Marko Kolanovic: ‘Did The World Change Yesterday? No.’

The financial media was awash this week with headlines about flattening yield curves and what they might be telegraphing about the growth outlook.

Rates are chaotic right now. The front-end is attempting to price proactive central banks and preemptive rate hikes. From the UK to New Zealand to Canada to Australia, it’s been an absolute melee.

At the long-end, crowded positioning could be setting the stage for an abrupt about-face, especially to the extent tightening expectations raise the specter of a policy mistake and attendant growth scare.

Ultimately, the result has been flatter curves and plenty of hyperbole. “TheĀ collapse in the global sovereign-debt yield curve accelerated, sending a foreboding signal to central banks about a slowdown in economic growth,” Bloomberg declared on Wednesday, for example.

JPMorgan’s Marko Kolanovic says fade it. All of it.

“Did the world change yesterday?,” he asked, in a Thursday note, before answering himself: “No.”

He cited the curve fireworks but noted there was “no new macroeconomic data that would explain such move[s], no change in COVID trends and no new surprise coming from corporate earnings.”

Instead, he suggested, “significant month-end rebalance flow[s] into bonds, CTA buying of bonds” and steepener stop-outs likely exacerbated the move in yields.

I’ve been on (at considerable length) about the prospect of central banks moving in the direction of preemptive rate hikes for risk management purposes, a direct challenge to post-Lehman behavioral patterns. On Wednesday, following the fireworks down under and wild moves at the Canadian front-end, I suggested central banks may be rebuilding the fourth wall.

For Kolanovic, what the BoE and the BoC do isn’t necessarily meaningful for the Fed or markets. At least not immediately.

__________

## Task description
Continue the piece on Marko Kolanovic's view of the bond market moves from the point where it stops.

## Dataset items
__________

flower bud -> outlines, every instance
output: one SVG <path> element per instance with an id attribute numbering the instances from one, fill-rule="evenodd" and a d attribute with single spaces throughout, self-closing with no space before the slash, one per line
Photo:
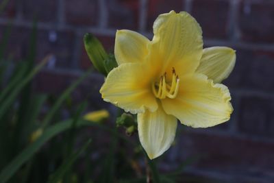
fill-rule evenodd
<path id="1" fill-rule="evenodd" d="M 108 56 L 101 42 L 92 34 L 87 33 L 84 36 L 84 43 L 93 66 L 98 71 L 107 76 L 108 73 L 105 69 L 104 62 Z"/>

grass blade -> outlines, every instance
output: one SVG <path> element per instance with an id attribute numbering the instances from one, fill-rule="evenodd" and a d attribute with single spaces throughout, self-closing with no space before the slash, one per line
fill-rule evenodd
<path id="1" fill-rule="evenodd" d="M 79 156 L 84 152 L 88 145 L 90 144 L 91 139 L 89 139 L 76 153 L 71 155 L 66 160 L 66 161 L 62 164 L 52 175 L 49 183 L 58 182 L 66 172 L 71 168 L 74 162 L 77 160 Z"/>
<path id="2" fill-rule="evenodd" d="M 17 87 L 10 93 L 10 95 L 5 99 L 3 101 L 1 101 L 0 105 L 0 119 L 3 117 L 7 110 L 9 109 L 10 106 L 13 103 L 14 99 L 19 94 L 20 91 L 23 87 L 34 77 L 34 76 L 42 68 L 42 66 L 47 63 L 49 58 L 49 56 L 46 57 L 37 66 L 36 66 L 32 72 L 24 78 L 21 82 L 20 82 Z"/>
<path id="3" fill-rule="evenodd" d="M 72 91 L 90 73 L 90 69 L 82 75 L 77 81 L 73 83 L 58 98 L 53 106 L 49 111 L 44 120 L 42 121 L 42 127 L 45 127 L 53 117 L 56 111 L 60 108 L 63 101 L 69 96 Z"/>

__________

## Answer to the problem
“We think they are not leading the Fed and are much less relevant than the Fed,” he wrote Thursday, calling attention to Jerome Powell’s explicit efforts to de-link the taper from liftoff.

“In our view, it is unlikely that tightening will start early, immediately after the taper, and a few months before important elections,” he went on to say, referencing the midterms in the US.

Further, Kolanovic pointed out that should Powell not be reappointed (which still seems unlikely despite the trading fuss), potential replacements “are more dovish… indicating the current thinking of policymakers and the administration.” One assumes that’s a reference to Lael Brainard.

Finally, Marko reiterated that “historically, the Fed has not followed other smaller central banks” and in JPMorgan’s view, they won’t this time either.

What does all of that mean for markets? Well, he summed it up pretty succinctly on Thursday. “Month end flows will be mostly done today, and there should be a strong bounce in equities, yields, and commodities,” Kolanovic said. “Our view on cyclical equity recovery, continued decline in COVID, rising yields and the commodity super-cycle remain intact.”